Supplied passage:
▽

Speaking following the release of the department’s 2016/17 annual report to Parliament, Davies acknowledged that “leakages” and “slippages” in the area of localisation persisted.

Government was having a particular problem verifying local content compliance by suppliers of 1 064 locomotives to Transnet and 600 commuter trains to the Passenger Rail Agency of South Africa. The acquisitions programmes have a combined value of over R100-billion.

The task team was paying particular attention to how the South African Bureau of Standards’ (SABS’s) local-content verification mandate could be funded, with the agency having recently confirmed with Engineering News Online that it had not conducted any verification of local content in relation to the locomotives being acquired by Transnet.

DTI director-general Lionel October said that the task team would assess how to fund the verification and whether the SoC and the supplier should had a role to play in bankrolling the audits.

In addition, the task team was also in discussion with the Auditor General to assess whether it was possible to integrate compliance with the designations into yearly audit reports. Davies said that, once instruction notes had been issued, compliance should be mandatory and there should, thus, be consequences for accounting officers and CEOs where the instruction notes were flouted.

△

Brief 1:
From the listing, print the lines from the one containing "above contains blonde" through the one containing "858, 31, 1011, 653", copied verbatim.

Stored records

▽

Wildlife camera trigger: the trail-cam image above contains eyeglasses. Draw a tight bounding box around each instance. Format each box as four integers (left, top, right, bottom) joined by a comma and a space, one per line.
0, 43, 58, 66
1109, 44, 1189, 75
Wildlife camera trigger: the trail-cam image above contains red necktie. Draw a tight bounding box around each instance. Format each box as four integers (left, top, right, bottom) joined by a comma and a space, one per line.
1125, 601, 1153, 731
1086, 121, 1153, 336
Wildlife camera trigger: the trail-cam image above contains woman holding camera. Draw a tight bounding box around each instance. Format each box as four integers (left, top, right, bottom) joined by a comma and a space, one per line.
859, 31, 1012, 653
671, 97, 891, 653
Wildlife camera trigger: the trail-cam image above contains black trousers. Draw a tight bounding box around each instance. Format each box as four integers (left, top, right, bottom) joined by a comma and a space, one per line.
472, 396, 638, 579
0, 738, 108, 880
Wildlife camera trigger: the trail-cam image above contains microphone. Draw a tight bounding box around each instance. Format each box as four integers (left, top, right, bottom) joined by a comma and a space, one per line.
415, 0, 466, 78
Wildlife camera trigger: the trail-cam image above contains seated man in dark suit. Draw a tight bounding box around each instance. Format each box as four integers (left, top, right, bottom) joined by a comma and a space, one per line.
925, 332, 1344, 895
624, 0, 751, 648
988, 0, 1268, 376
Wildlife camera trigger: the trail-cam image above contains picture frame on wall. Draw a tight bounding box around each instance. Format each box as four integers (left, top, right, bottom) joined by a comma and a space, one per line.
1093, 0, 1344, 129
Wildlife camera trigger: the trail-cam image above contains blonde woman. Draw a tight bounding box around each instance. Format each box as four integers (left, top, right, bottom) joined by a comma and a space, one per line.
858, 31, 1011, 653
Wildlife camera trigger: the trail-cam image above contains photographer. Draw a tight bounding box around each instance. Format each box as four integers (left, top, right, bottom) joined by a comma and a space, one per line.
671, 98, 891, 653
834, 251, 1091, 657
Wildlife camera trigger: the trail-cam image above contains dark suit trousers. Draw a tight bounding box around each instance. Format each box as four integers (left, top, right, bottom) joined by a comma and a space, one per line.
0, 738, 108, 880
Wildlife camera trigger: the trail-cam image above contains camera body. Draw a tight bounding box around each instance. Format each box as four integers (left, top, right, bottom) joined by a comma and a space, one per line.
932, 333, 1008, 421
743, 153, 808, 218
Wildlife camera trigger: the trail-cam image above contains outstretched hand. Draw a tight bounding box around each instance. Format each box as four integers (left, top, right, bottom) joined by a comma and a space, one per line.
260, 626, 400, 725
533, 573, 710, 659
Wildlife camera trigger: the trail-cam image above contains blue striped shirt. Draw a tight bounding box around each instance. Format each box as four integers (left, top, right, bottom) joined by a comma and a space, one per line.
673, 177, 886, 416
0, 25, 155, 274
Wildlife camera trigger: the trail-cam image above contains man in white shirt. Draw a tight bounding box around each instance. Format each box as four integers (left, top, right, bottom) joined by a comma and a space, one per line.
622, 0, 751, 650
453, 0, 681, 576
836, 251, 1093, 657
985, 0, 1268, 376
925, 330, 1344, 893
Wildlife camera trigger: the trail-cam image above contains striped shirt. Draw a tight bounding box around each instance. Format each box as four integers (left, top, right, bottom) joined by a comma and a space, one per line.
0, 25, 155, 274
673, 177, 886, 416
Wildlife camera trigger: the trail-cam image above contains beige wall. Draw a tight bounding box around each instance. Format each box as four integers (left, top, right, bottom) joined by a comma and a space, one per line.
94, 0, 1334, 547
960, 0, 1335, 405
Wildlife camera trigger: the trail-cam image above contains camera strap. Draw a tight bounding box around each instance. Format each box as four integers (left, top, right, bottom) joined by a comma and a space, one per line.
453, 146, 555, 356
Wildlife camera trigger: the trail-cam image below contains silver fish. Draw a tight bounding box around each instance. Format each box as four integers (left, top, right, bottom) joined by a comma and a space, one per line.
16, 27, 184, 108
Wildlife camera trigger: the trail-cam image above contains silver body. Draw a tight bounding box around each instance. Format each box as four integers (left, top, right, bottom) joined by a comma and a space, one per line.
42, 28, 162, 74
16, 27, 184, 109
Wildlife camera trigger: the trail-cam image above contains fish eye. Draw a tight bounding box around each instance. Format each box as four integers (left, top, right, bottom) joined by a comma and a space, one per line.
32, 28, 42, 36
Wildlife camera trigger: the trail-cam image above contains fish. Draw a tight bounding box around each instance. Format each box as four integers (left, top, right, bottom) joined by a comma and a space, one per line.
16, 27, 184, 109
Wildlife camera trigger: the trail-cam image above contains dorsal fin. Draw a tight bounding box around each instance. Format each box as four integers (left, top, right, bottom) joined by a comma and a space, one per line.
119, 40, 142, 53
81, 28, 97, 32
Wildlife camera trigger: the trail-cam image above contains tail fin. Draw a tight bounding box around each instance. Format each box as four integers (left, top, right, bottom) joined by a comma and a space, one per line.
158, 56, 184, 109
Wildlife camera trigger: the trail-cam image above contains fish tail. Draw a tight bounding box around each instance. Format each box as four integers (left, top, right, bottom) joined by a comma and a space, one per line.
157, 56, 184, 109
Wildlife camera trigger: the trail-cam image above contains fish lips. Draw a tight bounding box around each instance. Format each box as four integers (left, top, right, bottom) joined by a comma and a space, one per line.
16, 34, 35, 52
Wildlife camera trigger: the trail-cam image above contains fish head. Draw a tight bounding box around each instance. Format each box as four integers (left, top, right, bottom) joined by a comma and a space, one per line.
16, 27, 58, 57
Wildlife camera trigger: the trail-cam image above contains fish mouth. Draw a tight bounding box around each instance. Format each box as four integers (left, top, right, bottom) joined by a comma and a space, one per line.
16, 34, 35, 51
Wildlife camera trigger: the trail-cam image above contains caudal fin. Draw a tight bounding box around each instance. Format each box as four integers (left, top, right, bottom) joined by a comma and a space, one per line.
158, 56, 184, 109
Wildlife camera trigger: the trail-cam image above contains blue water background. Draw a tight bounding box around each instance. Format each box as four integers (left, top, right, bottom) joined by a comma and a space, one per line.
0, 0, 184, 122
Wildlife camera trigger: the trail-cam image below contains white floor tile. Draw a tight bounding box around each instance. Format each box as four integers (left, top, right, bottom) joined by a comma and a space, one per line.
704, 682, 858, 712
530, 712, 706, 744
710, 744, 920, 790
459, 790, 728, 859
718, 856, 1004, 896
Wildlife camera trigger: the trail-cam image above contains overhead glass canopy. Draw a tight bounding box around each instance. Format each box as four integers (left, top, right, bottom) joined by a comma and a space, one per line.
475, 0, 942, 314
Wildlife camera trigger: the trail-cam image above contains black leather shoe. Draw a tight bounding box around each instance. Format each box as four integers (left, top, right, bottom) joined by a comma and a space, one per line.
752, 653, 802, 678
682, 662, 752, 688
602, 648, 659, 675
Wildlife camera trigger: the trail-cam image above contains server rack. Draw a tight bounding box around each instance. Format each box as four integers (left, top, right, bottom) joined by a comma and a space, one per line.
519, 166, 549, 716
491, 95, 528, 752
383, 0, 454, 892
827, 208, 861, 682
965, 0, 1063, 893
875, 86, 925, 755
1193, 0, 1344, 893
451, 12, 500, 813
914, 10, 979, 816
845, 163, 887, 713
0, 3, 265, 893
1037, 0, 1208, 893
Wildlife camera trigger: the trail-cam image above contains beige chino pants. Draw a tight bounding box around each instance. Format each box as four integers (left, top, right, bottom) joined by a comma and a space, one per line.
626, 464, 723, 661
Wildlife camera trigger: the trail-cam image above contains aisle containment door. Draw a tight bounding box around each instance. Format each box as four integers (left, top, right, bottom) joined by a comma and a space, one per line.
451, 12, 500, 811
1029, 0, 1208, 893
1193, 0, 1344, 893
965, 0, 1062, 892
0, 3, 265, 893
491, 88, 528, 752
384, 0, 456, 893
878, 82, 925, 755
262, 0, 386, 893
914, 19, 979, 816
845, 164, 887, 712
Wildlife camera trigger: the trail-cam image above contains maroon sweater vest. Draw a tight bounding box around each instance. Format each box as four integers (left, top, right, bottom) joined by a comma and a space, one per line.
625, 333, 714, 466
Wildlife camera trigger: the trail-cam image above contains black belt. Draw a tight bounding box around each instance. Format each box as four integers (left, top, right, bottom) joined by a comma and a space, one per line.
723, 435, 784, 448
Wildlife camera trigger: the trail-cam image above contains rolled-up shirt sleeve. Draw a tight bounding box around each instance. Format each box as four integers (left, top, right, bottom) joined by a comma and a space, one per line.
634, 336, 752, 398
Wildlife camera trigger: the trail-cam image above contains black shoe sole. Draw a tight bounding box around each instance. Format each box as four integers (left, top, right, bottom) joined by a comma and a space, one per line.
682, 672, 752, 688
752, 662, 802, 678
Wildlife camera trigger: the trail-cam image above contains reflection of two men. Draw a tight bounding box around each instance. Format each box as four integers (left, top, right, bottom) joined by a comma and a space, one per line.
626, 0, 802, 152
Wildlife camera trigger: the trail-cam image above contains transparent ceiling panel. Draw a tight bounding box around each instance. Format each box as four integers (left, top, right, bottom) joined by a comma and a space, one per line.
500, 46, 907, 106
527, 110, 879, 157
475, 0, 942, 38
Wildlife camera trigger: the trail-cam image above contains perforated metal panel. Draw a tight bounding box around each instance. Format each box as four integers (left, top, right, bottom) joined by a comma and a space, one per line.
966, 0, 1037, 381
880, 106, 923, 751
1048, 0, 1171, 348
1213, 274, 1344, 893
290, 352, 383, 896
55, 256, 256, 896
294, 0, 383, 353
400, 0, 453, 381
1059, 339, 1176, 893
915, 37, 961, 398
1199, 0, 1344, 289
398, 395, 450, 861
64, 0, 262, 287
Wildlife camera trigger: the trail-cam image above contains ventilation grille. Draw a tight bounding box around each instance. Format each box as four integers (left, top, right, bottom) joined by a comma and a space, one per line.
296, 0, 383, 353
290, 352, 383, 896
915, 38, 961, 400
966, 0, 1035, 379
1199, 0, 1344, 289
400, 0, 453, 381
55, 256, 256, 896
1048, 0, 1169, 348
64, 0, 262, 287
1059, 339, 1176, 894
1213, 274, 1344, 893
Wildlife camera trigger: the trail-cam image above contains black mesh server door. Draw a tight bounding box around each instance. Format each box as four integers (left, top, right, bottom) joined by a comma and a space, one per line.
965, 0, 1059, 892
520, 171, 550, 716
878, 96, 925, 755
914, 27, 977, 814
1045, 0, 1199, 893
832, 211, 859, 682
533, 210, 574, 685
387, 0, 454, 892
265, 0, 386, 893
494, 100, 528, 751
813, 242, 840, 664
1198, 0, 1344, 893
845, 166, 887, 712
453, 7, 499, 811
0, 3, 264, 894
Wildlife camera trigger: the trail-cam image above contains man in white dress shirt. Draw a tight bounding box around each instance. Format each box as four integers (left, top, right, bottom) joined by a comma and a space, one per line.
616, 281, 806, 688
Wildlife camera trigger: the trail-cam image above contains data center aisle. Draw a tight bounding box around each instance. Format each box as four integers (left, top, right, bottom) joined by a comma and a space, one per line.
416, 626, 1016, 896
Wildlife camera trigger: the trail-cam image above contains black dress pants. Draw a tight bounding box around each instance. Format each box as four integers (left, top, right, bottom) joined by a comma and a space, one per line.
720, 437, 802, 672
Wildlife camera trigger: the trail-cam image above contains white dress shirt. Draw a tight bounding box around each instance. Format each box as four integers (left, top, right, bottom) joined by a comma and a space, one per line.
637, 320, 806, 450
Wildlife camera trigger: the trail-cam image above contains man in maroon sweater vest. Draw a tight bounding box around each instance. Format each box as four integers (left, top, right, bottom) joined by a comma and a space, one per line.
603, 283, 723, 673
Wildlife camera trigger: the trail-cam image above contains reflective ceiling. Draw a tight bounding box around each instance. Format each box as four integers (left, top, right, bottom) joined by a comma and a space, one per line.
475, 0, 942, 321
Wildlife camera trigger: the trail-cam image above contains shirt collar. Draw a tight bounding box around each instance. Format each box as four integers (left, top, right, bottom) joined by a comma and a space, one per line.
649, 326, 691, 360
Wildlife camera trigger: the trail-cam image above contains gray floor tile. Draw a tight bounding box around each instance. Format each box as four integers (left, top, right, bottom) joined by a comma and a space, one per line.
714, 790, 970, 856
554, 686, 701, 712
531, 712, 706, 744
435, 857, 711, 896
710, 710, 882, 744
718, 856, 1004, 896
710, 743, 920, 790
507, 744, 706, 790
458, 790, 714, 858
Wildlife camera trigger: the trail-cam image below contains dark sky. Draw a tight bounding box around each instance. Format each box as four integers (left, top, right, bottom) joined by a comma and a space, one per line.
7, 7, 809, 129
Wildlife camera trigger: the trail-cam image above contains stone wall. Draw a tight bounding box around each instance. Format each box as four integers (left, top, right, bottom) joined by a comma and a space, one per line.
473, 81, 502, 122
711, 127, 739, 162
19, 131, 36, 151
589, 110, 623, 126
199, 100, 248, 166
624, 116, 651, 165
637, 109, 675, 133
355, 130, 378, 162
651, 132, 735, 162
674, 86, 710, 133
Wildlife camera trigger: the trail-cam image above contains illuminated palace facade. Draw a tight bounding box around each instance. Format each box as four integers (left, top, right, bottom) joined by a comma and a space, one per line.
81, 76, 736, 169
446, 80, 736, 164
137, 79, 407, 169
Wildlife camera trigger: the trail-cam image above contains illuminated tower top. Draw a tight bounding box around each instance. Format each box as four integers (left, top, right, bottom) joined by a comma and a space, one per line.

△

Brief 2:
According to the passage on local content verification, how many commuter trains were being supplied to the Passenger Rail Agency of South Africa?

Exercise solution 1:
Wildlife camera trigger: the trail-cam image above contains blonde woman. Draw a tight bounding box around each instance. Format each box as four integers (left, top, right, bottom) joined by a comma and a space, one per line.
858, 31, 1011, 653

Exercise solution 2:
600